━━━ DATA PROVIDED ━━━
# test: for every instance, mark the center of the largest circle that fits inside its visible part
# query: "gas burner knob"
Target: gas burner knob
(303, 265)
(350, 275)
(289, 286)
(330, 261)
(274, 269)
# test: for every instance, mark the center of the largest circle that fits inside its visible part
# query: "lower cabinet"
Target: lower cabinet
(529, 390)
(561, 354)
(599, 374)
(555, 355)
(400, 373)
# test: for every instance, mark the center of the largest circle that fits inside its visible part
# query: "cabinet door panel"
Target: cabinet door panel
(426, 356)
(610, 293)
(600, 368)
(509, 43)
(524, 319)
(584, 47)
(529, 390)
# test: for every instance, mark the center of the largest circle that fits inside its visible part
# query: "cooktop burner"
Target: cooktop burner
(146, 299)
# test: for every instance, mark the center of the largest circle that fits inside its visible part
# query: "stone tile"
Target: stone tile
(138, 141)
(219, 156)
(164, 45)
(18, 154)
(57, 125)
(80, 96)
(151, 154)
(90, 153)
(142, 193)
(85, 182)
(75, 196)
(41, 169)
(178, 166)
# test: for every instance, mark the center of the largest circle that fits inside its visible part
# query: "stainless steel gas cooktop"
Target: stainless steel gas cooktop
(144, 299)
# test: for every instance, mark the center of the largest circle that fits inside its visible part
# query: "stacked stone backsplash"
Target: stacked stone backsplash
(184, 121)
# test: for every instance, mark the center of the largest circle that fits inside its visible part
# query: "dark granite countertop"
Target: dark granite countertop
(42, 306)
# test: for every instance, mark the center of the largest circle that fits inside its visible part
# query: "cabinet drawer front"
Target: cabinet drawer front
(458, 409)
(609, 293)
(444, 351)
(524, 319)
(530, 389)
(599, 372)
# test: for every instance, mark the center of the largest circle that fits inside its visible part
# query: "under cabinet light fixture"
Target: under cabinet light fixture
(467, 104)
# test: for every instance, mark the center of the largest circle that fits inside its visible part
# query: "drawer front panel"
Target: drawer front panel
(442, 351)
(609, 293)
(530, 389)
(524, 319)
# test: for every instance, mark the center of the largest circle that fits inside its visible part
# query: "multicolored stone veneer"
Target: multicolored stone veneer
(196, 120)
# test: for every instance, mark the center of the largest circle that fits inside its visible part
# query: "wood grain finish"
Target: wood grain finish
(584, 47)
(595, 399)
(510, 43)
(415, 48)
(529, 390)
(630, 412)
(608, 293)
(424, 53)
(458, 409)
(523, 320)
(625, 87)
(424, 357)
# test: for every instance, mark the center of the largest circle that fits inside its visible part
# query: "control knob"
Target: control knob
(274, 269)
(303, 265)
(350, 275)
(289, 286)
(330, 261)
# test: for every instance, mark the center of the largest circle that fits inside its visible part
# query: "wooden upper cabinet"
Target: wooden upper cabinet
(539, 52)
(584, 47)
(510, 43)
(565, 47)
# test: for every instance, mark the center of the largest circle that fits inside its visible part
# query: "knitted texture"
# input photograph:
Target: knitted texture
━━━
# ABOUT THIS TASK
Every line above that carries the string "texture" should be copied.

# RESULT
# query: "knitted texture"
Target: knitted texture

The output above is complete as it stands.